(Coordinate annotation records)
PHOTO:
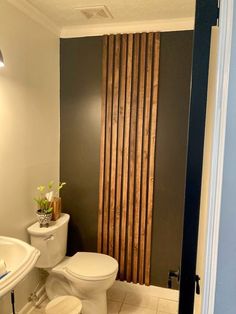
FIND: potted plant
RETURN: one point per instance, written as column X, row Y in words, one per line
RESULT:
column 45, row 202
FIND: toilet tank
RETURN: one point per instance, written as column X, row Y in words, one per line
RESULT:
column 51, row 241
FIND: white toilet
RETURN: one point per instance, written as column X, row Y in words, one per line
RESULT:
column 84, row 275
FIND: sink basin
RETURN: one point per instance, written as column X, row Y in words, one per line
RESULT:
column 19, row 257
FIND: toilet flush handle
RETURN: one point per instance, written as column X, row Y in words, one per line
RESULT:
column 49, row 238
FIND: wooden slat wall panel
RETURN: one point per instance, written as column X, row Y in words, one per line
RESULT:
column 125, row 179
column 127, row 153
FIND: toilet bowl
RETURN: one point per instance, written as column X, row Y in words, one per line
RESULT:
column 85, row 275
column 64, row 305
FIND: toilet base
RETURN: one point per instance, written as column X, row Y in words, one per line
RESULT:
column 97, row 304
column 59, row 286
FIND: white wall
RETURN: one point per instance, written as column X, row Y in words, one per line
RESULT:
column 207, row 159
column 29, row 125
column 225, row 297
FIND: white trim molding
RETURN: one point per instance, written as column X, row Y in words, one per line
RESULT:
column 131, row 27
column 25, row 7
column 216, row 179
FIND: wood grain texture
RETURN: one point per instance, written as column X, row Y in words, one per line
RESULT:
column 138, row 162
column 102, row 144
column 120, row 147
column 151, row 171
column 143, row 227
column 127, row 152
column 114, row 125
column 108, row 143
column 126, row 157
column 132, row 161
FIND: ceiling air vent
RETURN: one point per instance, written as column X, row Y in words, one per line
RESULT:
column 96, row 12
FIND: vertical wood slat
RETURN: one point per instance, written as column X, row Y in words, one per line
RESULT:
column 145, row 156
column 138, row 163
column 133, row 125
column 102, row 143
column 108, row 142
column 120, row 147
column 114, row 125
column 129, row 115
column 153, row 127
column 126, row 156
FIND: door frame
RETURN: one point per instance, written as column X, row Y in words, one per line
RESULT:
column 216, row 176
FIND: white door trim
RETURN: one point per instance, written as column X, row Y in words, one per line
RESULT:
column 216, row 178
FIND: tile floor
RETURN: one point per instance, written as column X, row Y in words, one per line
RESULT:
column 129, row 302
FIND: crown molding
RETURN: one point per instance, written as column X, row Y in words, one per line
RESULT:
column 36, row 15
column 131, row 27
column 103, row 29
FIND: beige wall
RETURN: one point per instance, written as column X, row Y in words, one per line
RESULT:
column 206, row 166
column 29, row 125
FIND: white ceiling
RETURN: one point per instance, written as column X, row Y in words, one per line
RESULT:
column 65, row 13
column 67, row 18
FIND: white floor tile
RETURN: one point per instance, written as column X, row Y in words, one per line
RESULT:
column 130, row 309
column 143, row 300
column 37, row 311
column 113, row 307
column 167, row 306
column 116, row 294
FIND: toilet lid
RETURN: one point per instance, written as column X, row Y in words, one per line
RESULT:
column 91, row 266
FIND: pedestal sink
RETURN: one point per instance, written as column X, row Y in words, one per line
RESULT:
column 19, row 257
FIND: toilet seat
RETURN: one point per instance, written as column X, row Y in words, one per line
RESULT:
column 89, row 266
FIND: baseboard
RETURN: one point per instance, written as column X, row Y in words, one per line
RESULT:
column 159, row 292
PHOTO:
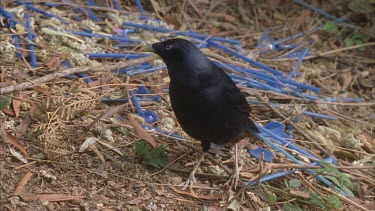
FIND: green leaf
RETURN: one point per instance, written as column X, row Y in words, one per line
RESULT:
column 315, row 200
column 152, row 157
column 4, row 102
column 291, row 207
column 361, row 6
column 271, row 198
column 357, row 35
column 295, row 184
column 349, row 42
column 330, row 26
column 333, row 201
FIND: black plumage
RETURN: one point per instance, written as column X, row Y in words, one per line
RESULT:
column 207, row 103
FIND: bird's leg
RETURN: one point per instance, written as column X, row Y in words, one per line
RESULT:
column 191, row 179
column 233, row 180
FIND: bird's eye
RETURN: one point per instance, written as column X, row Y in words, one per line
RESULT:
column 168, row 47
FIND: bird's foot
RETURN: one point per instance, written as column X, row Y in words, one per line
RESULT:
column 190, row 181
column 233, row 180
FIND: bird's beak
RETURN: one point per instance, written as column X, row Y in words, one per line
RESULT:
column 148, row 48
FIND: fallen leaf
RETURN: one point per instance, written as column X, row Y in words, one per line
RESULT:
column 42, row 90
column 9, row 112
column 301, row 194
column 22, row 127
column 17, row 104
column 21, row 185
column 4, row 102
column 87, row 143
column 12, row 140
column 50, row 197
column 138, row 129
column 17, row 155
column 32, row 110
column 214, row 197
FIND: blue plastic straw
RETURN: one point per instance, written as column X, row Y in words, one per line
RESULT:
column 115, row 55
column 49, row 15
column 263, row 76
column 139, row 5
column 174, row 135
column 298, row 63
column 117, row 4
column 260, row 136
column 317, row 10
column 187, row 33
column 344, row 99
column 127, row 69
column 137, row 71
column 30, row 36
column 121, row 39
column 257, row 64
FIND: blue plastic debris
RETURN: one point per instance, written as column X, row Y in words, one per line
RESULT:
column 259, row 152
column 148, row 116
column 30, row 37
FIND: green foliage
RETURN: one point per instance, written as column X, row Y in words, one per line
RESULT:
column 330, row 26
column 339, row 179
column 294, row 184
column 152, row 157
column 291, row 207
column 316, row 200
column 354, row 39
column 271, row 197
column 331, row 201
column 4, row 102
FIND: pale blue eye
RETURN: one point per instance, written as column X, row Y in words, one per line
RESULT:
column 168, row 47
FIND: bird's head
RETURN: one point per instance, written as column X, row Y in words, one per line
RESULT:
column 174, row 51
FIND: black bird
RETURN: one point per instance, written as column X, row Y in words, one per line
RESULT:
column 207, row 103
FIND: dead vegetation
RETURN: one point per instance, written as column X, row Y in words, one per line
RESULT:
column 64, row 147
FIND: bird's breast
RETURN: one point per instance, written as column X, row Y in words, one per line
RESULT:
column 205, row 115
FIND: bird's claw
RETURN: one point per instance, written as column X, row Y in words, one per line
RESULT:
column 189, row 182
column 233, row 180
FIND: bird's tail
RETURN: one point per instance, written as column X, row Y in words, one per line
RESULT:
column 252, row 126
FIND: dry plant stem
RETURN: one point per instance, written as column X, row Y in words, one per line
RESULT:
column 50, row 77
column 297, row 166
column 341, row 197
column 293, row 125
column 228, row 171
column 168, row 165
column 246, row 186
column 325, row 53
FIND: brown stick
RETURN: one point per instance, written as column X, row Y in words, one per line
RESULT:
column 50, row 77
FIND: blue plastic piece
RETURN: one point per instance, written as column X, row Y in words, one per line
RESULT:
column 49, row 15
column 127, row 69
column 141, row 71
column 148, row 116
column 174, row 135
column 120, row 39
column 116, row 55
column 317, row 10
column 117, row 4
column 187, row 33
column 30, row 36
column 85, row 11
column 298, row 63
column 255, row 63
column 260, row 151
column 139, row 5
column 264, row 139
column 85, row 77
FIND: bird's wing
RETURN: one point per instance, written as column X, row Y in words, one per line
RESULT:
column 233, row 94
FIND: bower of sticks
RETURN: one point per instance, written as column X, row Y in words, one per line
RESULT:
column 86, row 122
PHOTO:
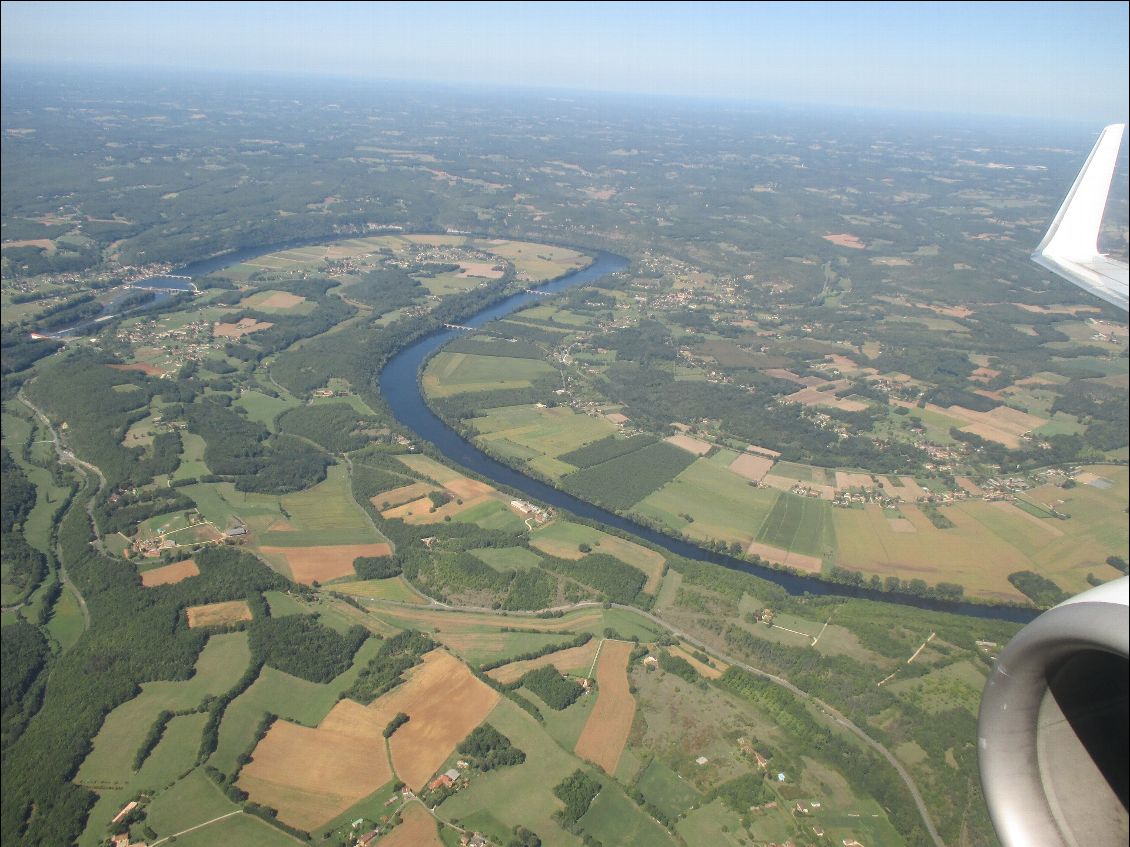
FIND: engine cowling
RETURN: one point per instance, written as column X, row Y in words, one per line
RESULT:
column 1053, row 726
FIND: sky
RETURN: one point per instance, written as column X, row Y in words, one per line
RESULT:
column 1062, row 60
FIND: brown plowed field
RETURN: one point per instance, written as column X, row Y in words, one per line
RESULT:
column 170, row 574
column 322, row 564
column 444, row 701
column 214, row 614
column 607, row 730
column 564, row 661
column 311, row 776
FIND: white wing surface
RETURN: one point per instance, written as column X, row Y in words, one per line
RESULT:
column 1070, row 249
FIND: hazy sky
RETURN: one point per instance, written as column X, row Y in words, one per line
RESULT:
column 1063, row 60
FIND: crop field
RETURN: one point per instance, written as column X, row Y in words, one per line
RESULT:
column 427, row 466
column 625, row 480
column 242, row 829
column 173, row 756
column 666, row 789
column 290, row 698
column 170, row 574
column 703, row 669
column 449, row 373
column 215, row 614
column 261, row 408
column 417, row 829
column 191, row 801
column 393, row 588
column 713, row 823
column 722, row 505
column 955, row 686
column 309, row 565
column 522, row 794
column 615, row 819
column 280, row 302
column 507, row 558
column 425, row 742
column 401, row 495
column 311, row 776
column 545, row 431
column 67, row 622
column 607, row 731
column 802, row 524
column 536, row 262
column 566, row 661
column 222, row 662
column 563, row 539
column 192, row 457
column 324, row 515
column 972, row 555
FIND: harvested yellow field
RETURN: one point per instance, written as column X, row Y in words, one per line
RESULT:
column 790, row 559
column 609, row 723
column 244, row 326
column 444, row 701
column 568, row 660
column 215, row 614
column 311, row 776
column 689, row 444
column 170, row 574
column 309, row 565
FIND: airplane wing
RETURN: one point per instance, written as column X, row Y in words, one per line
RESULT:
column 1070, row 249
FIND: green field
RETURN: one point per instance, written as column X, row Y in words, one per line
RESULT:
column 507, row 558
column 66, row 625
column 449, row 374
column 723, row 505
column 288, row 697
column 541, row 431
column 713, row 823
column 615, row 819
column 191, row 801
column 326, row 514
column 522, row 794
column 667, row 791
column 222, row 662
column 392, row 588
column 242, row 829
column 174, row 754
column 802, row 524
column 262, row 408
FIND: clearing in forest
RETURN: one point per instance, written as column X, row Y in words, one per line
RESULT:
column 444, row 701
column 311, row 776
column 609, row 723
column 309, row 565
column 572, row 658
column 215, row 614
column 170, row 574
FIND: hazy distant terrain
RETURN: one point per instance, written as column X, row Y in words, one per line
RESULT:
column 233, row 581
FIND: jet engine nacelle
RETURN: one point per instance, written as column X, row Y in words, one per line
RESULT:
column 1052, row 732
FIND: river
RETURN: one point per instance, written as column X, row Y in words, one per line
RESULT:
column 401, row 391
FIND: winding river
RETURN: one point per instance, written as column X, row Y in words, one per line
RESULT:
column 401, row 390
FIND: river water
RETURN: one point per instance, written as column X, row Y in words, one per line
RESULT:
column 401, row 391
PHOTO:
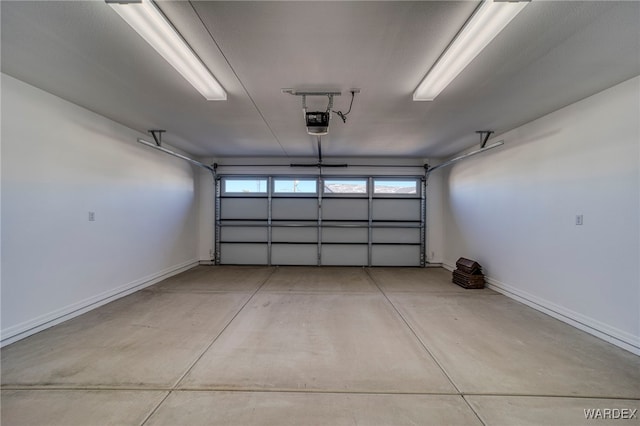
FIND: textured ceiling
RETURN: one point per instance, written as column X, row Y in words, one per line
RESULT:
column 552, row 54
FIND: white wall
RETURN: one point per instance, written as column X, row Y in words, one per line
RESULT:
column 514, row 209
column 59, row 162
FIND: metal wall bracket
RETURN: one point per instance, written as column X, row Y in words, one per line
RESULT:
column 484, row 136
column 157, row 136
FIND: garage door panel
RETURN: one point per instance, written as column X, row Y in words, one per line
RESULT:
column 396, row 235
column 294, row 235
column 244, row 254
column 396, row 209
column 294, row 254
column 395, row 255
column 345, row 254
column 346, row 226
column 294, row 209
column 344, row 235
column 345, row 209
column 244, row 208
column 244, row 233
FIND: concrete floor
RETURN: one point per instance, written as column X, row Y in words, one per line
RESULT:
column 315, row 346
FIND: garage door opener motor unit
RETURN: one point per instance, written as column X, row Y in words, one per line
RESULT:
column 317, row 122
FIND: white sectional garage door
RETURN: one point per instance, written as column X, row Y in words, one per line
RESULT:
column 281, row 220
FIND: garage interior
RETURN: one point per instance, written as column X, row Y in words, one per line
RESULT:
column 267, row 234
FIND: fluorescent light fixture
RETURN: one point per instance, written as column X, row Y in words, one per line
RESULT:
column 486, row 23
column 148, row 21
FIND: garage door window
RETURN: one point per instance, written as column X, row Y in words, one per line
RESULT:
column 295, row 186
column 391, row 187
column 345, row 186
column 244, row 186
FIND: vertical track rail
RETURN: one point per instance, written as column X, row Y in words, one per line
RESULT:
column 269, row 216
column 370, row 224
column 423, row 221
column 218, row 227
column 320, row 191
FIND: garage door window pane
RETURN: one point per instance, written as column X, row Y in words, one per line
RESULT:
column 294, row 186
column 345, row 186
column 399, row 187
column 245, row 186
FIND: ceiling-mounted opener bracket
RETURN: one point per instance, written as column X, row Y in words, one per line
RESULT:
column 317, row 122
column 157, row 136
column 484, row 136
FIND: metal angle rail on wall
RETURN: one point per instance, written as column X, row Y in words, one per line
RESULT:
column 212, row 169
column 175, row 154
column 462, row 157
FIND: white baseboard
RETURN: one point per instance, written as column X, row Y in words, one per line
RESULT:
column 603, row 331
column 20, row 331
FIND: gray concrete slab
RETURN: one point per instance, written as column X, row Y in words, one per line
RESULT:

• Your task:
Copy the material above word for word, beginning at the line containing "FIND: sink basin" and ending at the line containing "column 96, row 12", both lines included.

• Exercise output:
FIND: sink basin
RETURN: one point per instance, written as column X, row Y in words, one per line
RESULT:
column 19, row 257
FIND: toilet flush handle
RETURN: one point per instance, written as column X, row Y in words, one per line
RESULT:
column 49, row 238
FIND: wooden slat wall panel
RETURN: one point per instance, written as column X, row Y in words, one per line
RESULT:
column 125, row 179
column 127, row 153
FIND: toilet bowl
RETURN: one point per instance, written as column X, row Y in words, one per line
RESULT:
column 85, row 275
column 64, row 305
FIND: toilet base
RETURN: one point per instance, written as column X, row Y in words, one per line
RESULT:
column 97, row 304
column 59, row 286
FIND: white wall
RETURN: one point per instance, written as column X, row Y in words, one per line
RESULT:
column 207, row 159
column 29, row 125
column 225, row 297
FIND: white trim molding
RETURN: one point per instance, written as column X, row Y in words, one per line
RESULT:
column 131, row 27
column 25, row 7
column 216, row 179
FIND: wood grain texture
RETURN: one point per instance, written as column X, row Y in words, one per line
RESULT:
column 138, row 162
column 102, row 144
column 120, row 147
column 151, row 171
column 143, row 227
column 127, row 152
column 114, row 125
column 108, row 143
column 126, row 157
column 132, row 161
FIND: ceiling air vent
RETURN: one point per instance, written as column X, row Y in words, one per line
RESULT:
column 96, row 12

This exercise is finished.